◆ **ZU ERLEDIGENDE AUFGABEN**
1. Wie lange ist der Vater von Jennifer Lopez laut dem Thread über Jennifer Lopez und Scientology schon Mitglied bei den Scientologen?
2. Erkläre mit den Angaben aus dem Thread über Jennifer Lopez und Scientology, warum die unbeschwerten Tage ihrer Zwillinge gezählt zu sein scheinen.
*** TEXTABSCHNITT ***
# Jennifer Lopez im Sekten-Sumpf: Kinder sollen Scientologen werden



## Mandalorianer (23 Aug. 2011)

*Jennifer Lopez im Sekten-Sumpf: Kinder sollen Scientologen werden​*

*Ihre Kinder sollen in die Sekten-Schule*

Für Emme und Max, die Zwillinge von Jennifer Lopez, scheinen die unbeschwerten Tage gezählt zu sein. Angeblich sollen die erst Dreijährigen in Kürze auf eine Scientology Schule gehen - zumindest wenn es nach Mama J.Lo geht. Seit Jahren schwärmt sie öffentlich von der umstrittenen Glaubensgemeinschaft: „Ich weiß viel über Scientology. Ich kenne ihre Praktiken. Ich weiß genau, worum es in ihren Techniken und so weiter geht. Ich denke, es ist sehr hilfreich.“

Sympathie für die Sekte, die offenbar in der Familie liegt. Jennifers Vater ist seit mehr als 20 Jahren Mitglied bei den Scientologen, bei denen selbst die Erziehung der Kinder vor allem eines bedeutet: Härte und Drill. „Sie werden von Anfang an gedrillt, sie bekommen dieselben Kurse und Seminare wie die Erwachsenen.
Nach Scientology gibt es keine Kinder, sondern nur Geist-Wesen“, weiß Sektenexpertin Ursula Caberta.


*tssss....
Gruss vom Gollum*


----------



## BlueLynne (23 Aug. 2011)

ob das sinnvoll ist ..... ?


----------



## Nielebock (24 Aug. 2011)

ich weiß nicht ob das den Kindern gut tut,wenn J.Lo so verrückt ist nach dieser Sekte,so soll Sie doch die Kinder lieber Kinder sein lassen und nicht auf so einer Schule schicken


----------



## Punisher (25 Aug. 2011)

wann wird Scientology verboten?


----------



## Chamser81 (25 Aug. 2011)

Punisher schrieb:


> wann wird Scientology verboten?



Das wird in den USA wohl nie der Fall sein!


----------



## Franky70 (26 Aug. 2011)

Herr Cruise und Frau Lopez können ja glauben, was sie wollen, aber Kinder sollte man aus solchen Ideologien, Sekten raushalten.
Sie sollen unbeschwert aufwachsen, verdammt.


----------



## KarlHeinz23 (27 Aug. 2011)

Damit wächst die die Zahl derer, die ich mir weder anschaue noch anhöre. Das sich irgendwelche Habenichtse sich denen anschließen um auch an deren Profit teilzuhaben, kann man ja noch verstehen ...


----------
*** VORLIEGENDES MATERIAL ***
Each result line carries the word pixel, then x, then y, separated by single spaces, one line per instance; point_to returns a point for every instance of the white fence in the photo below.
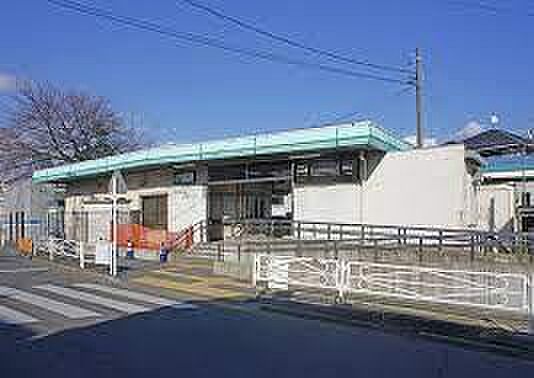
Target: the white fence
pixel 490 290
pixel 95 253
***
◆ **ANTWORTEN**
1. Seit mehr als 20 Jahren.

2. Emme und Max sind erst drei Jahre alt und sollen angeblich bald auf eine Scientology-Schule gehen, wenn es nach ihrer Mutter geht.